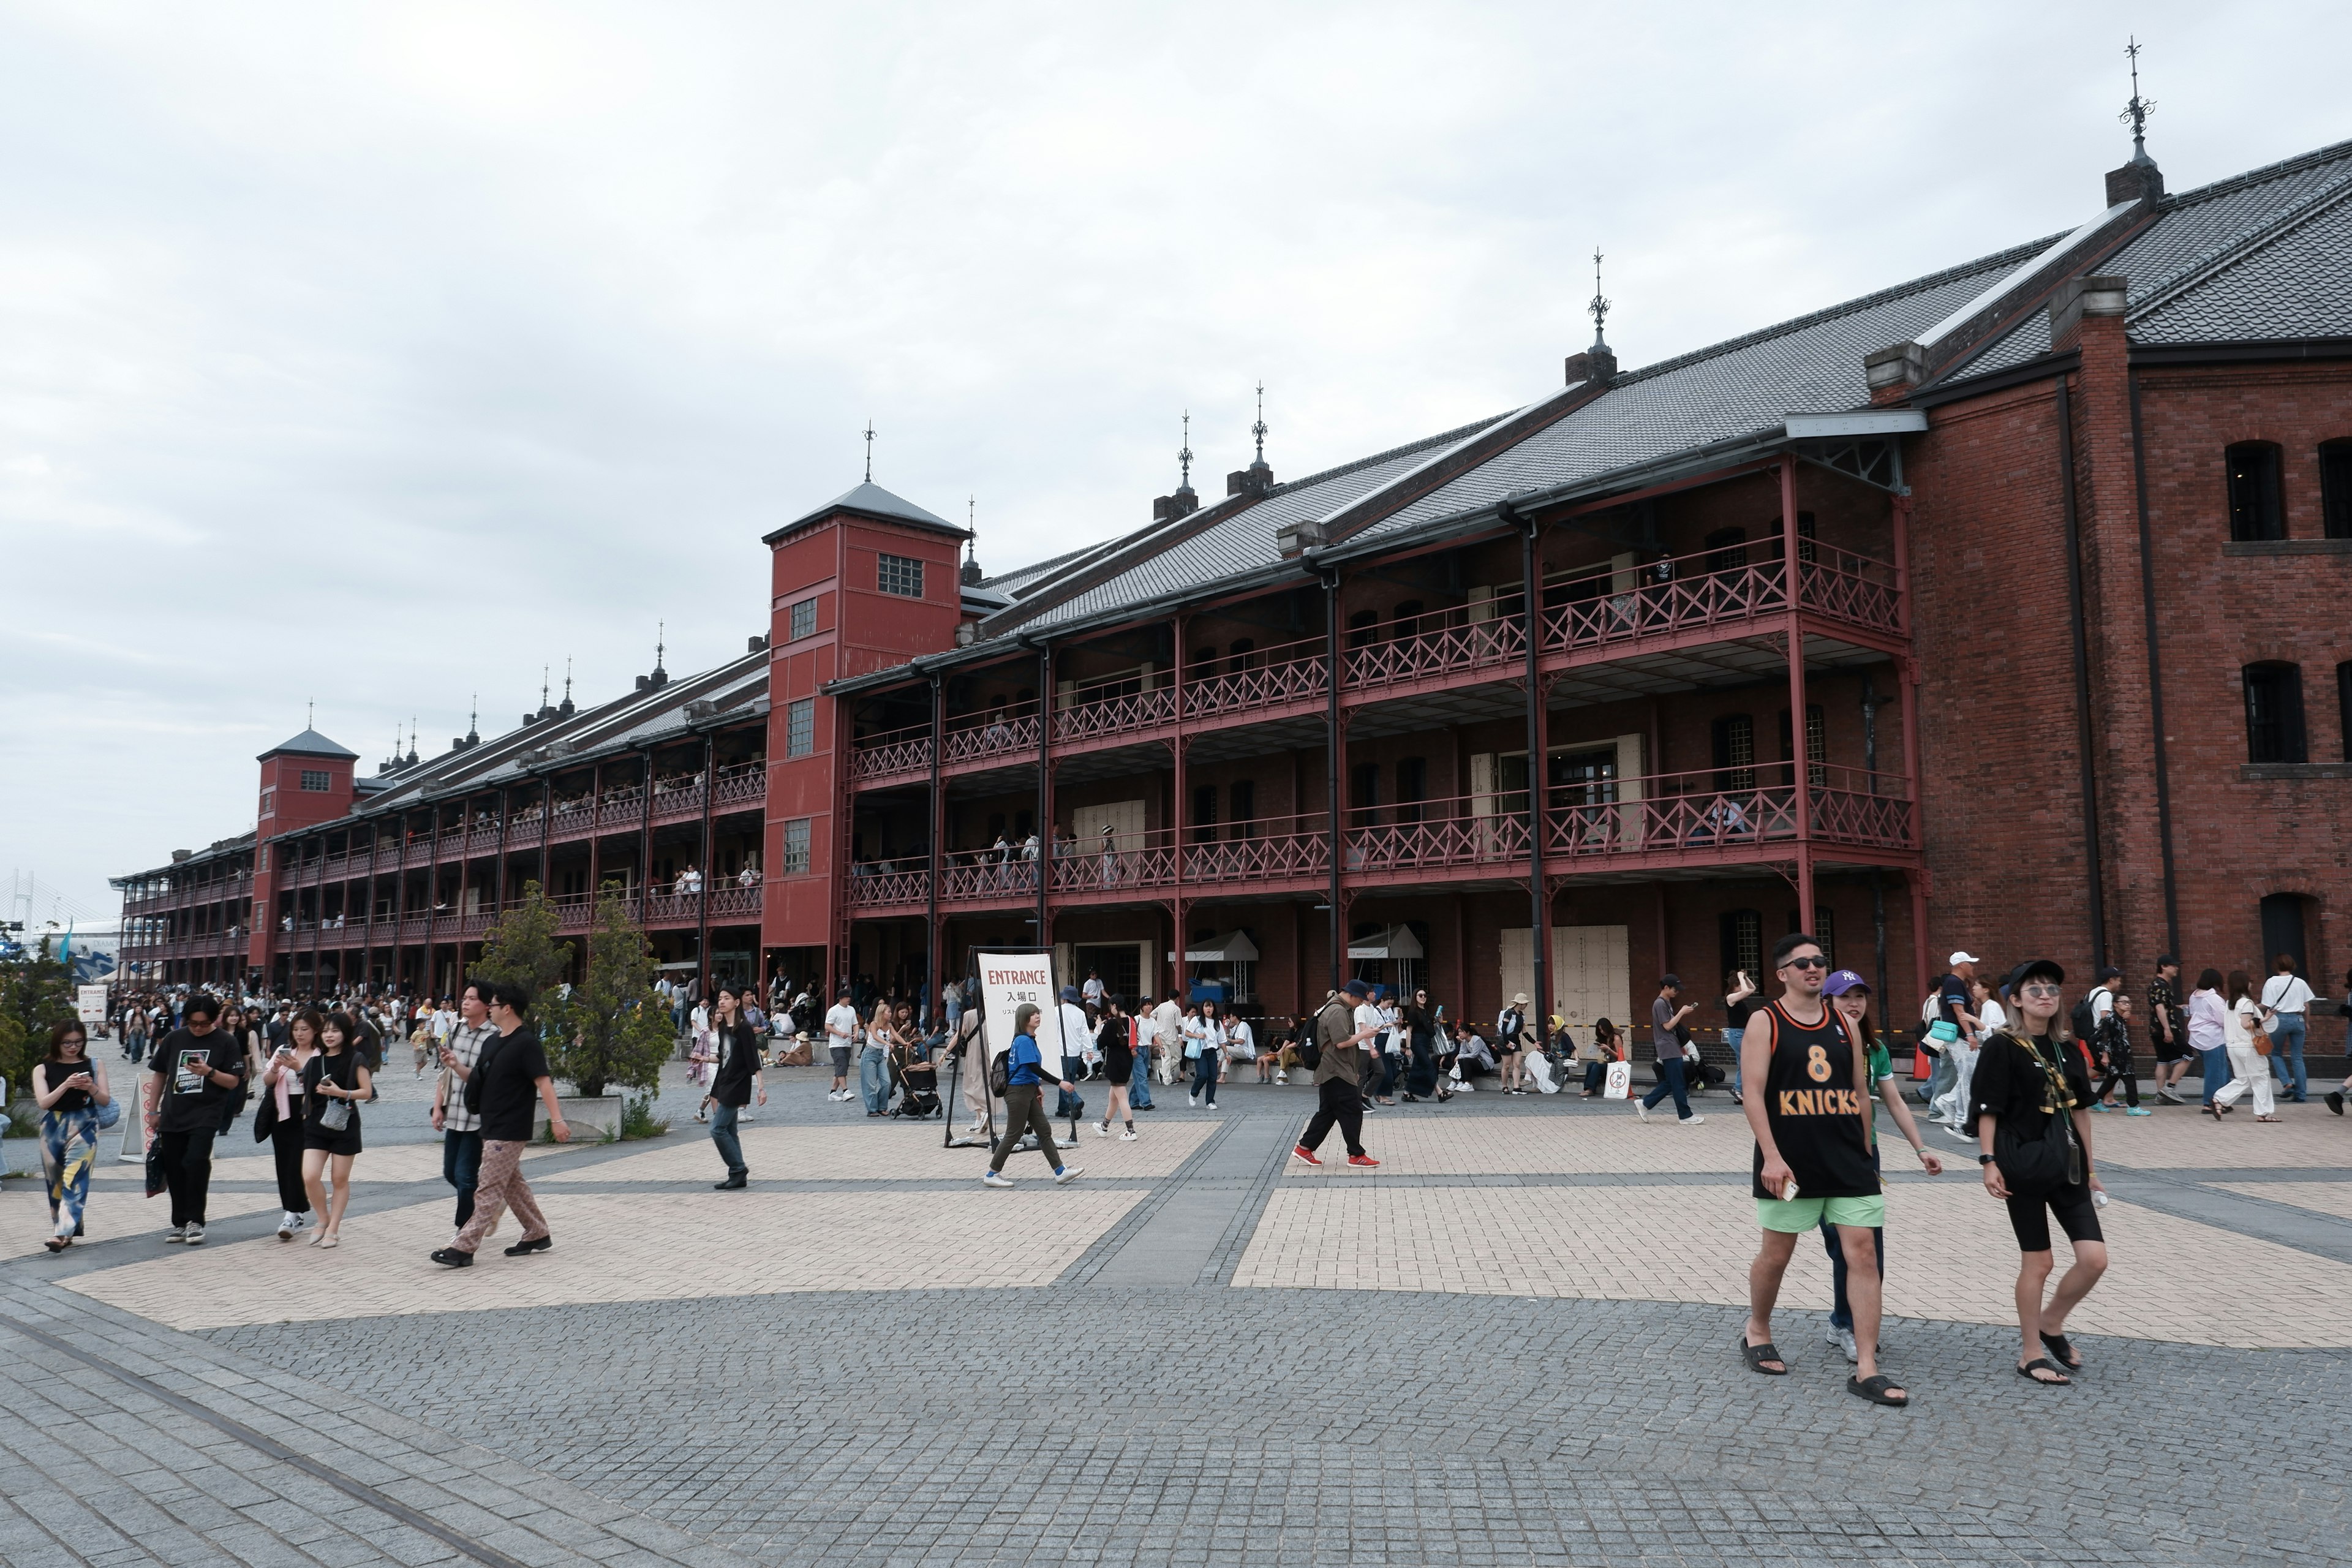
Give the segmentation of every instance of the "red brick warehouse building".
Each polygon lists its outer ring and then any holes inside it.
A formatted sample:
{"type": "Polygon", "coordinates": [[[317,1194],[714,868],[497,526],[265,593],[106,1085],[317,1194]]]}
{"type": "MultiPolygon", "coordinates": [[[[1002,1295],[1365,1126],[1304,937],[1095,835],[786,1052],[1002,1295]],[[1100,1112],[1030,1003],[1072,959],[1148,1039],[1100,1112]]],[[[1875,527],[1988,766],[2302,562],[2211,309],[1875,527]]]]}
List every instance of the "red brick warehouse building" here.
{"type": "Polygon", "coordinates": [[[121,879],[128,956],[438,988],[538,879],[571,929],[625,883],[714,973],[915,986],[1046,942],[1278,1012],[1352,965],[1622,1018],[1799,926],[1897,1021],[1957,945],[2324,977],[2352,144],[2104,196],[1663,363],[1596,340],[1524,407],[1304,479],[1261,431],[1213,504],[1020,572],[861,485],[768,536],[733,664],[373,778],[269,753],[257,848],[121,879]]]}

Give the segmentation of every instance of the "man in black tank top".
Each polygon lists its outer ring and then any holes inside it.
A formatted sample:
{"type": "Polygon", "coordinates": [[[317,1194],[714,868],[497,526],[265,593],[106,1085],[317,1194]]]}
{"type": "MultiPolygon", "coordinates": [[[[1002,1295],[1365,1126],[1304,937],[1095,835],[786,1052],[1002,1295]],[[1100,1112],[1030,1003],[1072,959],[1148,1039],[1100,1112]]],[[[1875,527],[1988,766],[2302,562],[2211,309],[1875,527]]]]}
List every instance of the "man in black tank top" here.
{"type": "Polygon", "coordinates": [[[1875,1405],[1910,1395],[1878,1370],[1880,1289],[1872,1231],[1886,1223],[1886,1200],[1870,1157],[1869,1068],[1845,1021],[1822,999],[1829,957],[1796,933],[1772,950],[1779,1000],[1748,1020],[1739,1042],[1748,1088],[1742,1107],[1756,1135],[1751,1191],[1763,1246],[1748,1270],[1748,1323],[1740,1353],[1769,1377],[1788,1363],[1772,1343],[1772,1309],[1797,1238],[1824,1219],[1845,1252],[1846,1296],[1857,1352],[1846,1391],[1875,1405]]]}

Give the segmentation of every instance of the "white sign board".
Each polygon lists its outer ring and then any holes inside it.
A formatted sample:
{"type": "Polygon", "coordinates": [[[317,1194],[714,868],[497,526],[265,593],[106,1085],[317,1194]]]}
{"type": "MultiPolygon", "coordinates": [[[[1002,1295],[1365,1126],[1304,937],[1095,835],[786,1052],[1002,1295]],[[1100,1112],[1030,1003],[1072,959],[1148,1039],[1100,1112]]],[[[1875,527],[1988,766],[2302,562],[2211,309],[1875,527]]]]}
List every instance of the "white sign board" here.
{"type": "Polygon", "coordinates": [[[87,1025],[106,1022],[106,987],[83,985],[74,993],[74,1016],[87,1025]]]}
{"type": "Polygon", "coordinates": [[[1013,1011],[1034,1003],[1033,1026],[1037,1054],[1059,1070],[1062,1059],[1061,1009],[1055,1005],[1054,955],[1051,952],[982,952],[980,962],[981,1011],[988,1031],[988,1058],[993,1062],[1013,1048],[1013,1011]]]}

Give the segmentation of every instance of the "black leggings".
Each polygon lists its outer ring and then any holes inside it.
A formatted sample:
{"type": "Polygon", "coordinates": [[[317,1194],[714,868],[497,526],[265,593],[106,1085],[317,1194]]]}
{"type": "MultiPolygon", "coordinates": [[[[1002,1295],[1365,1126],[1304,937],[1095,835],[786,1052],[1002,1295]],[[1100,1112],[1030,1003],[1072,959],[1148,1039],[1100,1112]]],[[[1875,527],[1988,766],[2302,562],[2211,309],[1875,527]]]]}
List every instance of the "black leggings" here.
{"type": "MultiPolygon", "coordinates": [[[[1325,1050],[1352,1049],[1347,1046],[1326,1046],[1325,1050]]],[[[1307,1131],[1298,1136],[1299,1146],[1308,1153],[1323,1146],[1334,1125],[1348,1145],[1348,1152],[1364,1152],[1364,1097],[1361,1090],[1346,1079],[1326,1079],[1315,1086],[1315,1114],[1308,1119],[1307,1131]]]]}
{"type": "Polygon", "coordinates": [[[293,1114],[269,1130],[269,1152],[278,1166],[278,1206],[289,1214],[310,1212],[310,1190],[302,1185],[302,1101],[293,1114]]]}
{"type": "Polygon", "coordinates": [[[2069,1241],[2105,1241],[2099,1230],[2098,1205],[2091,1199],[2091,1184],[2078,1182],[2071,1187],[2058,1187],[2040,1197],[2011,1197],[2009,1200],[2009,1228],[2017,1233],[2020,1252],[2050,1250],[2050,1216],[2058,1216],[2058,1227],[2069,1241]]]}
{"type": "Polygon", "coordinates": [[[2100,1082],[2099,1091],[2091,1096],[2092,1100],[2106,1099],[2107,1096],[2115,1093],[2117,1084],[2124,1086],[2125,1104],[2136,1106],[2139,1103],[2139,1079],[2132,1072],[2129,1066],[2107,1069],[2106,1078],[2100,1082]]]}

********

**REQUIRED ACTION**:
Give the listing again exactly, minus its images.

**RESPONSE BOX**:
Give the segmentation of every instance of the "red brick warehouse building".
Each polygon lists its outer ring and then any holes inside it.
A formatted sample:
{"type": "Polygon", "coordinates": [[[317,1194],[714,868],[497,526],[265,593],[106,1085],[317,1194]]]}
{"type": "MultiPolygon", "coordinates": [[[[1002,1295],[1365,1126],[1304,937],[1095,835],[786,1052],[1002,1295]],[[1100,1112],[1030,1003],[1072,959],[1148,1039],[1100,1112]]],[[[1875,527],[1988,766],[2302,562],[2211,309],[1875,527]]]]}
List every instance of the "red brick warehouse building" here.
{"type": "Polygon", "coordinates": [[[121,879],[128,956],[438,988],[538,879],[571,929],[625,883],[714,973],[915,986],[1046,942],[1278,1012],[1352,965],[1622,1018],[1799,926],[1897,1021],[1957,945],[2324,977],[2352,144],[2104,196],[1663,363],[1596,340],[1524,407],[1304,479],[1261,431],[1213,504],[1020,572],[861,485],[768,536],[733,664],[373,778],[269,753],[257,848],[121,879]]]}

Give the segmentation of every instance of the "man in black tank top".
Each polygon lists its outer ring and then any holes inside it.
A formatted sample:
{"type": "Polygon", "coordinates": [[[317,1194],[714,868],[497,526],[265,593],[106,1085],[317,1194]]]}
{"type": "MultiPolygon", "coordinates": [[[[1002,1295],[1365,1126],[1304,937],[1095,835],[786,1052],[1002,1295]],[[1100,1112],[1030,1003],[1072,959],[1148,1039],[1100,1112]]],[[[1875,527],[1988,766],[2302,562],[2211,309],[1875,527]]]]}
List every instance of the "man in black tank top" here.
{"type": "Polygon", "coordinates": [[[1875,1405],[1910,1395],[1878,1370],[1880,1289],[1872,1231],[1886,1223],[1886,1200],[1870,1157],[1869,1068],[1845,1021],[1822,999],[1829,957],[1796,933],[1772,950],[1779,1000],[1748,1020],[1739,1042],[1748,1088],[1742,1107],[1756,1135],[1751,1191],[1763,1246],[1748,1270],[1748,1323],[1740,1353],[1769,1377],[1788,1363],[1772,1343],[1772,1309],[1797,1238],[1824,1219],[1845,1252],[1846,1296],[1857,1352],[1846,1391],[1875,1405]]]}

Give the segmentation of every instance of the "white sign board".
Each polygon lists its outer ring and then any holes inside it.
A formatted sample:
{"type": "Polygon", "coordinates": [[[317,1194],[714,868],[497,526],[265,593],[106,1085],[317,1194]]]}
{"type": "MultiPolygon", "coordinates": [[[[1002,1295],[1365,1126],[1304,937],[1095,835],[786,1052],[1002,1295]],[[1100,1112],[1030,1003],[1072,959],[1148,1039],[1100,1112]]],[[[1875,527],[1988,766],[2302,562],[2211,309],[1875,527]]]]}
List every instance of the "white sign board" here.
{"type": "Polygon", "coordinates": [[[87,1025],[106,1022],[106,987],[83,985],[74,993],[74,1016],[87,1025]]]}
{"type": "Polygon", "coordinates": [[[1013,1011],[1034,1003],[1033,1026],[1037,1054],[1059,1070],[1062,1059],[1061,1009],[1055,1005],[1054,955],[1051,952],[982,952],[980,962],[981,1011],[988,1031],[988,1058],[993,1062],[1013,1048],[1013,1011]]]}

Give the segmentation of every instance of the "black leggings".
Each polygon lists its outer ring and then any holes inside it.
A formatted sample:
{"type": "Polygon", "coordinates": [[[317,1194],[714,868],[497,526],[265,593],[106,1085],[317,1194]]]}
{"type": "MultiPolygon", "coordinates": [[[[1002,1295],[1365,1126],[1304,937],[1095,835],[786,1052],[1002,1295]],[[1100,1112],[1030,1003],[1072,959],[1148,1039],[1100,1112]]],[[[1875,527],[1988,766],[2302,562],[2211,309],[1875,527]]]]}
List every instance of the "black leggings" here.
{"type": "MultiPolygon", "coordinates": [[[[1325,1050],[1352,1049],[1347,1046],[1326,1046],[1325,1050]]],[[[1307,1131],[1298,1136],[1299,1146],[1308,1153],[1323,1146],[1334,1125],[1348,1145],[1348,1152],[1364,1152],[1364,1097],[1361,1090],[1346,1079],[1326,1079],[1315,1086],[1315,1114],[1308,1119],[1307,1131]]]]}
{"type": "Polygon", "coordinates": [[[293,1114],[269,1130],[269,1152],[278,1166],[278,1206],[289,1214],[310,1212],[310,1190],[302,1185],[302,1101],[293,1114]]]}
{"type": "Polygon", "coordinates": [[[2069,1241],[2105,1241],[2099,1230],[2098,1205],[2091,1199],[2091,1184],[2078,1182],[2071,1187],[2058,1187],[2040,1197],[2011,1197],[2009,1200],[2009,1228],[2017,1233],[2020,1252],[2050,1250],[2050,1216],[2058,1216],[2058,1227],[2069,1241]]]}
{"type": "Polygon", "coordinates": [[[2100,1082],[2099,1091],[2091,1096],[2092,1100],[2106,1099],[2107,1096],[2115,1093],[2117,1084],[2124,1086],[2125,1104],[2136,1106],[2139,1103],[2139,1079],[2132,1072],[2129,1066],[2107,1069],[2106,1078],[2100,1082]]]}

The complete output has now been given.